SET TASK: Quote everything in the listing below from the line containing "Practice step: indicate the stepping" down to the line containing "[1146, 827]", with both of those lines included.

MATERIAL PROVIDED:
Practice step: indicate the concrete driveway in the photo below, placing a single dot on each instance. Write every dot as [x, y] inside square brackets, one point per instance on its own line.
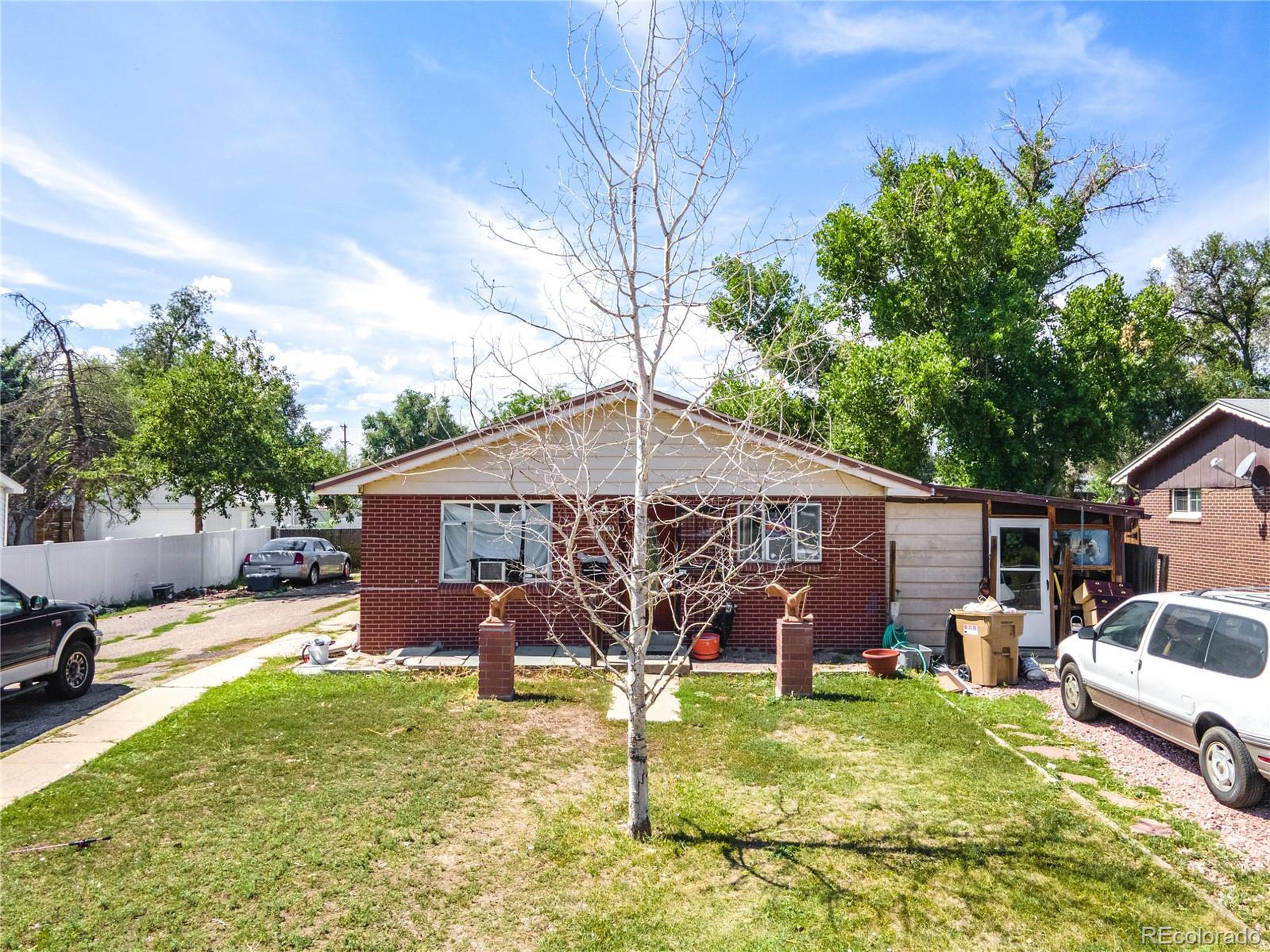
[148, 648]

---

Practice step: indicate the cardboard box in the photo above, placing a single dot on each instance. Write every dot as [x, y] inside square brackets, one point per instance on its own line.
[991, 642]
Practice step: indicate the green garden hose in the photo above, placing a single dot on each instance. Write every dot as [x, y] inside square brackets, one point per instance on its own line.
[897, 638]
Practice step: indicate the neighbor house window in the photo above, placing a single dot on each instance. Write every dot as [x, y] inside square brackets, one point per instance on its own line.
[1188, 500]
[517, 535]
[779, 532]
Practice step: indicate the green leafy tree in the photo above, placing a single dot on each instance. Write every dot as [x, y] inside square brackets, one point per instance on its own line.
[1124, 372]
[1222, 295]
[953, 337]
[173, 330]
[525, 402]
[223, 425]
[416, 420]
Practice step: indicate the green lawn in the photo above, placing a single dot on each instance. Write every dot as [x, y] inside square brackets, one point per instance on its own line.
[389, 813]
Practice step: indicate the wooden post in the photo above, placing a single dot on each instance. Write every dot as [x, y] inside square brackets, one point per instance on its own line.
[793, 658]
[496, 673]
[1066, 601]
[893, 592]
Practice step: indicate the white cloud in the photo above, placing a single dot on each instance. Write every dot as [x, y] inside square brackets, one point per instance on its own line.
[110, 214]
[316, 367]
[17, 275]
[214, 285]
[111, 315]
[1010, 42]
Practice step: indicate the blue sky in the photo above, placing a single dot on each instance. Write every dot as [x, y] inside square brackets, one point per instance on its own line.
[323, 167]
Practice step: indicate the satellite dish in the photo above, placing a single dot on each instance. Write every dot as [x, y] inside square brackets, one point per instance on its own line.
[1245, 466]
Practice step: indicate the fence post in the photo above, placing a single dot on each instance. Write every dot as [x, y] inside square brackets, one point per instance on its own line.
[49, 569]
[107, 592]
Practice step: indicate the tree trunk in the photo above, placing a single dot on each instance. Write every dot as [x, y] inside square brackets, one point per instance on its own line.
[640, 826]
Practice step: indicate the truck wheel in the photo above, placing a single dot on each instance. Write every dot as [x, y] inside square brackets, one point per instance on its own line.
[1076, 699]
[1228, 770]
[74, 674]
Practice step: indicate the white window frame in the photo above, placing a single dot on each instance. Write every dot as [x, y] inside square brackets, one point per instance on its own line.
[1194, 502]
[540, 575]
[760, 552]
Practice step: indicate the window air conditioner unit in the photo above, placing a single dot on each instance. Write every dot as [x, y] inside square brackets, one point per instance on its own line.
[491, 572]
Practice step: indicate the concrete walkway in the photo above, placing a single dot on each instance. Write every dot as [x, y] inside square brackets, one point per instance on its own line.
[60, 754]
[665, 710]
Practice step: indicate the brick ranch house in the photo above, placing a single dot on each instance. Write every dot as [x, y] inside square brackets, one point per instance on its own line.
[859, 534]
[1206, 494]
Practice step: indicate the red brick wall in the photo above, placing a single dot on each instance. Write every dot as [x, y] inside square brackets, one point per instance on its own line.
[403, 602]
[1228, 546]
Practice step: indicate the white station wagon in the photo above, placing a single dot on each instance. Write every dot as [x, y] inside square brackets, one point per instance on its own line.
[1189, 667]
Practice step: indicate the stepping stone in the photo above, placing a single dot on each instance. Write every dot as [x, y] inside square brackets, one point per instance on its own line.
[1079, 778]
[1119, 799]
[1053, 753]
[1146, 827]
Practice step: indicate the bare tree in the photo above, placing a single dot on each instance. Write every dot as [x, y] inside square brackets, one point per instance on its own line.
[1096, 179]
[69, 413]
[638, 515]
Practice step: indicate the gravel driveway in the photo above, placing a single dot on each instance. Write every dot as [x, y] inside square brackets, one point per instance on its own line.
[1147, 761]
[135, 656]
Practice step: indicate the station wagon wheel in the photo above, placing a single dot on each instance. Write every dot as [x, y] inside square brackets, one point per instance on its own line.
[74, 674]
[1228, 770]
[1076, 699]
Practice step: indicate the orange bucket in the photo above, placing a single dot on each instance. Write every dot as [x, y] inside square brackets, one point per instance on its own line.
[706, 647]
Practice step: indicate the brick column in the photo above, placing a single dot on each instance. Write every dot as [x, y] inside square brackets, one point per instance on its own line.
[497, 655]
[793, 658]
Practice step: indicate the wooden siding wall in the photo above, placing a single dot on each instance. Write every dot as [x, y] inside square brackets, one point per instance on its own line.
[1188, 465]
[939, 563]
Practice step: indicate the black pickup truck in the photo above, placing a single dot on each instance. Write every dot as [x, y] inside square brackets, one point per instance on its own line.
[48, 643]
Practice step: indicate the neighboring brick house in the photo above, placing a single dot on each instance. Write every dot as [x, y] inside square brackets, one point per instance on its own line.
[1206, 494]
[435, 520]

SOLUTION TO THIS TASK:
Practice step: indicate the stepping stone in the photo above, placing a single dot on each instance. Write every dot as [x, y] inside square brackets, one point per instance on its own line.
[1079, 778]
[1119, 799]
[1053, 753]
[1146, 827]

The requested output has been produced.